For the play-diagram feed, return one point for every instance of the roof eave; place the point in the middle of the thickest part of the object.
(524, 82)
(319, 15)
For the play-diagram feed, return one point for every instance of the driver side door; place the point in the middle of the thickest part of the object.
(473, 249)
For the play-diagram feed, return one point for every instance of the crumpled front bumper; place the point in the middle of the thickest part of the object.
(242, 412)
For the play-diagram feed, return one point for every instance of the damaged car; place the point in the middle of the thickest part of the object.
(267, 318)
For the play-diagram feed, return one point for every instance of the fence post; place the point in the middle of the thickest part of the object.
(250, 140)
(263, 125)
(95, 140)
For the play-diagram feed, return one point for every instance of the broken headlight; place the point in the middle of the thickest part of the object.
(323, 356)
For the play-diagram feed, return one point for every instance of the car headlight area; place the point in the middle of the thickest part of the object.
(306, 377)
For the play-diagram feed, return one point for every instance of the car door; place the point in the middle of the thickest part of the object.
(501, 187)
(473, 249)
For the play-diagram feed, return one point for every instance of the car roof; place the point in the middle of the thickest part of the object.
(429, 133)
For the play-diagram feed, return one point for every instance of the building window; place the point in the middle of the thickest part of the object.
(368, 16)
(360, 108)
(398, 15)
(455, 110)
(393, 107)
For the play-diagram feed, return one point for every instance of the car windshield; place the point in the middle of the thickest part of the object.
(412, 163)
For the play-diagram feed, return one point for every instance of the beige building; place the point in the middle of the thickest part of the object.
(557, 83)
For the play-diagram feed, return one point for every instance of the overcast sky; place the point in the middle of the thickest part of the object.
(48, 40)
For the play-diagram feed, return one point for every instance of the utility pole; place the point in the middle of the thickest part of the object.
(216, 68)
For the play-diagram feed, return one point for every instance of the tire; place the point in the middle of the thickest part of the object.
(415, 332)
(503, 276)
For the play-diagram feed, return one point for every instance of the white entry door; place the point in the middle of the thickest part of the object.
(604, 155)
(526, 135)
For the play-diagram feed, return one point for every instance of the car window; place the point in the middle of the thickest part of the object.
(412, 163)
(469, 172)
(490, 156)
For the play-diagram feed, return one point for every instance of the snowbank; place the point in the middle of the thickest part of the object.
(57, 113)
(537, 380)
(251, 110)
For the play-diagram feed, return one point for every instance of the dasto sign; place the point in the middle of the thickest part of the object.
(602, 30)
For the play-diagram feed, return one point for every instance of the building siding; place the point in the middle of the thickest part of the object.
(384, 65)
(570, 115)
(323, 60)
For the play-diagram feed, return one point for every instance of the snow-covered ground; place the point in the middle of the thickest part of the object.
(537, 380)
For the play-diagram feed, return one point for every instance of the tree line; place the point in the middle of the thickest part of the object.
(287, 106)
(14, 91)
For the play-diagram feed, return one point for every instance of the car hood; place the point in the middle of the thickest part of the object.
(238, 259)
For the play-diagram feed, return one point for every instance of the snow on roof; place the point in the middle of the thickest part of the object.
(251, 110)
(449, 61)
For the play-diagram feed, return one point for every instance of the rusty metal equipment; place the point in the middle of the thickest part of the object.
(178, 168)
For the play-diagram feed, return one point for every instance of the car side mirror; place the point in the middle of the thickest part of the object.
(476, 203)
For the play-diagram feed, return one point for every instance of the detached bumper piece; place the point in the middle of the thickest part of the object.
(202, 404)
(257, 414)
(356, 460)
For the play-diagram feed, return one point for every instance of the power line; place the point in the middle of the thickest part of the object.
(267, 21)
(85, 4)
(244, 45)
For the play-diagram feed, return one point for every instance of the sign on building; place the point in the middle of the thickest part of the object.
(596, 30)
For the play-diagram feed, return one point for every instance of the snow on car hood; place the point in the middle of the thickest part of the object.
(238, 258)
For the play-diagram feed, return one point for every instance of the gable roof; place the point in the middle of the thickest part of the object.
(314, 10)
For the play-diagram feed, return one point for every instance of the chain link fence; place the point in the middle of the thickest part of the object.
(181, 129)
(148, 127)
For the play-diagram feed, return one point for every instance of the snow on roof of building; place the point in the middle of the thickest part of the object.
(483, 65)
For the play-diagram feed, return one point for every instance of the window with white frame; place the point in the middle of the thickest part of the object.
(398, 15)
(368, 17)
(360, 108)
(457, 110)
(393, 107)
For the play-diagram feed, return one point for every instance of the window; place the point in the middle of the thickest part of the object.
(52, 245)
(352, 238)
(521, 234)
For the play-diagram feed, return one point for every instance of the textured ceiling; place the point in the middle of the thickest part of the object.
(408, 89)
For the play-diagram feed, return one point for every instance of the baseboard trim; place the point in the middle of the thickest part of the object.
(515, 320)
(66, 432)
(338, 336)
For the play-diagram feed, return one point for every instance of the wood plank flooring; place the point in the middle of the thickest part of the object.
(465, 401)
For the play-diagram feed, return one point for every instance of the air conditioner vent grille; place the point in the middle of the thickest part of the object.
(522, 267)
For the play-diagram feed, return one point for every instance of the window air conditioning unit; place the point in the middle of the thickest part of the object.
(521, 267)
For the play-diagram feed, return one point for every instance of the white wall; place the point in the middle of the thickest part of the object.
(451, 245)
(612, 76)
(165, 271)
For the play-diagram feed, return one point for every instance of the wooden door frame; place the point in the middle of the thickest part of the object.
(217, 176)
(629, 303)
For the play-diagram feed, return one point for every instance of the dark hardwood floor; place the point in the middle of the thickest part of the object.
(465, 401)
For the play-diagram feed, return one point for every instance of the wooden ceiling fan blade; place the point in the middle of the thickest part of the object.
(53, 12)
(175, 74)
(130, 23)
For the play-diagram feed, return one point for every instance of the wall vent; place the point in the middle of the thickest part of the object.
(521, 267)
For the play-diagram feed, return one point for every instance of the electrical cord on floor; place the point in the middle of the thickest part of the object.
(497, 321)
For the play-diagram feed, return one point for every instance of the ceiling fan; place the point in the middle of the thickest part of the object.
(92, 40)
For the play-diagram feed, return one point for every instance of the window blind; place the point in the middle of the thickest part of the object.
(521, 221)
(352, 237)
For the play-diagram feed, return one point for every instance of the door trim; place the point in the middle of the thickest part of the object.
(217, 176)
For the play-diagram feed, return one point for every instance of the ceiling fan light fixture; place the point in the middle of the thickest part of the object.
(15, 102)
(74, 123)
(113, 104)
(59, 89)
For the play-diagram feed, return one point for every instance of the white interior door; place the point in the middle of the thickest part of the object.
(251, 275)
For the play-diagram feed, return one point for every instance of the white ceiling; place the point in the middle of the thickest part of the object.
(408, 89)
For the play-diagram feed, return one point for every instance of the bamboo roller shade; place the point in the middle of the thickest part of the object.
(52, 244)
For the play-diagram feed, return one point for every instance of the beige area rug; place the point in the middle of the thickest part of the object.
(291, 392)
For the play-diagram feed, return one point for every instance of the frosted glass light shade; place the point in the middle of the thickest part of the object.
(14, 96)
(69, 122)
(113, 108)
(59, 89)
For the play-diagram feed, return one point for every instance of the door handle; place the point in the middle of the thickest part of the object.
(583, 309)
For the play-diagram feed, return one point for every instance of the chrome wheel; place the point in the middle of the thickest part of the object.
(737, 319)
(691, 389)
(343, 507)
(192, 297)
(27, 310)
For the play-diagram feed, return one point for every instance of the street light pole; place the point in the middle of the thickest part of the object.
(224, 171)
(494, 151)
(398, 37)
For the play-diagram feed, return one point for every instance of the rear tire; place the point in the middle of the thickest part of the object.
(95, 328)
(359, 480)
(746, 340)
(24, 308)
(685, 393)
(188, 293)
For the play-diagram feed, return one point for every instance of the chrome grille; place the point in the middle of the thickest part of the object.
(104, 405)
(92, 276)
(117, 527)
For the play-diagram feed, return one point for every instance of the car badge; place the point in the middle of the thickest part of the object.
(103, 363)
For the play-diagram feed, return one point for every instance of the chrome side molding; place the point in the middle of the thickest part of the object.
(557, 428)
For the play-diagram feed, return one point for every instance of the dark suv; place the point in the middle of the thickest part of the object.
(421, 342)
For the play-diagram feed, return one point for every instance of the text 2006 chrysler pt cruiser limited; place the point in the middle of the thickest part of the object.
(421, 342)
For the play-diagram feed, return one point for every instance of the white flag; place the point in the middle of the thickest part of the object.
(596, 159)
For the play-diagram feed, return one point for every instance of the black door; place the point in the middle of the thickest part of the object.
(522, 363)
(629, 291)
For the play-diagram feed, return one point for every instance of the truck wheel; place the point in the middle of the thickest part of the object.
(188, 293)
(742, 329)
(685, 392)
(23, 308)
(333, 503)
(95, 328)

##########

## WHAT THE EXERCISE ASKS
Your task is to return, exactly and on their own, the lines from the one containing "of the street" through the last line of the listing.

## EXERCISE ANSWER
For the play-diagram feed, return one point for every instance of the street light pole; place the point in the middle of the thickest part of the object.
(224, 171)
(494, 151)
(398, 37)
For the play-diagram feed, return one point for every instance of the rear tire; place the point in the middle of the thickest part of the object.
(95, 328)
(359, 480)
(746, 340)
(24, 308)
(685, 393)
(188, 293)
For the play-diagram feed, return one point for every instance of the chrome grille; place the point in the middle of the thickest part of the object.
(104, 405)
(92, 276)
(117, 527)
For the play-diagram feed, return one point for every instance of the car badge; place the point in the middle of the thickest part of the object.
(103, 363)
For the play-diagram feed, return one point for every instance of the chrome side molding; place the point in the middle of the thickest part of the object.
(557, 428)
For the play-diagram feed, return one point for every instance of the dark suv; place the point in the middle of the thickest part of the object.
(421, 342)
For the play-diagram feed, return one point for every instance of the text 2006 chrysler pt cruiser limited; place the point in the middle of the thickest part of the object.
(421, 342)
For the play-diagram feed, return one point for every instance of the white flag; place the point in the middle of the thickest part of the object.
(596, 159)
For the play-diagram feed, return one point for every instance of the black door; place the point in the middle of the thickest part of the object.
(522, 363)
(629, 291)
For the play-diagram feed, return one point for every instance of the truck wheel; place the point in the middle of the thickest part of the object.
(188, 293)
(742, 329)
(685, 392)
(23, 308)
(333, 503)
(95, 328)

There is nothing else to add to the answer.